§ **WRITTEN INSTRUCTION**:
Go through the material below and copy out every line that contains the word "this". Treat uppercase and lowercase as different when matching.

§ **ROWS**:
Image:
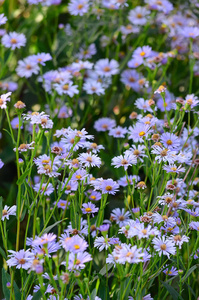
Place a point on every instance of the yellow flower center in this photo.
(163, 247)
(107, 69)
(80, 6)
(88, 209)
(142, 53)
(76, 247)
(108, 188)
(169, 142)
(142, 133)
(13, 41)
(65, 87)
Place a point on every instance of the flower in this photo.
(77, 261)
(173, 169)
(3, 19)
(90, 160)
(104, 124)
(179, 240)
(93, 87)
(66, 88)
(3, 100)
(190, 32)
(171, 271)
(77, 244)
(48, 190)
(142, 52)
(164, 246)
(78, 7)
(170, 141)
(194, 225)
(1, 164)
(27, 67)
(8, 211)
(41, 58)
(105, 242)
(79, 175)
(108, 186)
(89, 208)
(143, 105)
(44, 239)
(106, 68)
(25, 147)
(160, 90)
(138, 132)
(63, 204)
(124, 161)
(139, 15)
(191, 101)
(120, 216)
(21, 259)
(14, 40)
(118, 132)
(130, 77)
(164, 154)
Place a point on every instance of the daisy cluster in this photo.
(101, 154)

==

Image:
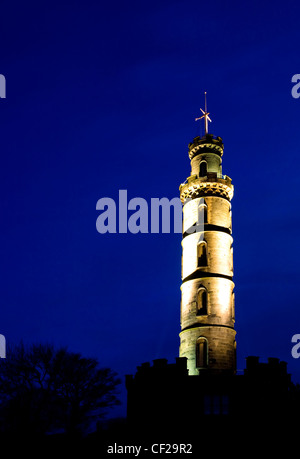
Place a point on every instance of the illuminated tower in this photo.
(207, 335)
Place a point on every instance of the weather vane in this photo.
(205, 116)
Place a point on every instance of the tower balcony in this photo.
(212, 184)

§ **ANSWER TO THE PROBLEM**:
Place a point on every instance of the yellow flower center in this photo.
Place a point on every instance of the flower in this photo.
Place a point on every instance of the daisy cluster in this photo.
Place a point on every instance of the illuminated tower in this photo.
Place a point on every instance of the weather vane in this photo.
Place a point on every instance of the tower balcony in this photo.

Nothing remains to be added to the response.